Estudio la habitación, aún desierta, intentando imaginar cómo se verá media hora después, cuando 200 pacientes invadan el lugar y se coagulen en una sola masa que vibra y baila. Los bajos empiezan a sonar en las bocinas. Reconozco la canción a medias. Es una de Lady Gaga, la canción perfecta para hacer la prueba de sonido en un hospital psiquiátrico. Detrás de la pista hay mesas con papas, pretzels y otras botanas en platos de plástico. Es como una mezcla entre una disco de pueblo y la fiesta de cumpleaños de un adolescente.

__QUÉ HACER__: Resume el párrafo del pasaje dado que comienza con «Estudio la habitación, aún desierta» y conserva sus datos principales.

__DATOS PROPORCIONADOS__:
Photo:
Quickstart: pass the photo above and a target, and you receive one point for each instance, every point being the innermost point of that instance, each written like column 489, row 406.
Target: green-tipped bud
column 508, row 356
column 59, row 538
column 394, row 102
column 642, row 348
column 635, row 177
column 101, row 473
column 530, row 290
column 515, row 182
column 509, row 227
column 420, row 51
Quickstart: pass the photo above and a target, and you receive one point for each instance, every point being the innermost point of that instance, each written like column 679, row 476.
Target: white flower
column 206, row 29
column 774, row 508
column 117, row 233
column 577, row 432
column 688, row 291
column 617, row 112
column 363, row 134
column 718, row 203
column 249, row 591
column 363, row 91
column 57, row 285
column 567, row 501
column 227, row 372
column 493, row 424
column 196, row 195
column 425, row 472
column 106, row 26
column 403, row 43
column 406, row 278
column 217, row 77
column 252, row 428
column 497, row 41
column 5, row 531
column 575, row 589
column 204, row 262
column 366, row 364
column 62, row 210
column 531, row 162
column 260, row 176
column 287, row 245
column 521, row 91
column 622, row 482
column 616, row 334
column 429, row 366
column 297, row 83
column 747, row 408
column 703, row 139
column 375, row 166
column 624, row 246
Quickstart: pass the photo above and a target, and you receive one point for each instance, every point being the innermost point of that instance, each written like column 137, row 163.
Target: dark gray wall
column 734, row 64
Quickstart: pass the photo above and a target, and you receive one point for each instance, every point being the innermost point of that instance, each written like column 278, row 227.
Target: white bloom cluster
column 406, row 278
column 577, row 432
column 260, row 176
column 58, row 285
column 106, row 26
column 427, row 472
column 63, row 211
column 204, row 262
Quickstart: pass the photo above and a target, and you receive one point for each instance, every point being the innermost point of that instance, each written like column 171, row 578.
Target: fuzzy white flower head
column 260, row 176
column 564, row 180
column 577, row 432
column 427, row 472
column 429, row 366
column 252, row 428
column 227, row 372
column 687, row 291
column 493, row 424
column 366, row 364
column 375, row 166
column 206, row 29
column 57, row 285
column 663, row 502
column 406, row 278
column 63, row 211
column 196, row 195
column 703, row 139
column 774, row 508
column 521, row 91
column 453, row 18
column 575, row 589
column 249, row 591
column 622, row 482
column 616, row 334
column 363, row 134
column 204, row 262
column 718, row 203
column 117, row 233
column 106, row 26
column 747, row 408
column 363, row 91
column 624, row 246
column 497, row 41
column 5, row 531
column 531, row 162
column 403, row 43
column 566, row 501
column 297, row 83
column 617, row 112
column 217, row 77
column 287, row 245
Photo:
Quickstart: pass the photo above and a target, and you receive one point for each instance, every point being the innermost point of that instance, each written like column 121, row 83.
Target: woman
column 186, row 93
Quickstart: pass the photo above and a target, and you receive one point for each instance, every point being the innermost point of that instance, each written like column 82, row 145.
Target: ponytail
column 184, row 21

__RESPUESTA__: Estudio la habitación vacía e imagino cómo se verá en media hora, cuando 200 pacientes bailen en una sola masa. En las bocinas suena una canción de Lady Gaga, perfecta para la prueba de sonido en un hospital psiquiátrico. Detrás de la pista hay mesas con papas, pretzels y otras botanas en platos de plástico. El ambiente mezcla una disco de pueblo con la fiesta de cumpleaños de un adolescente.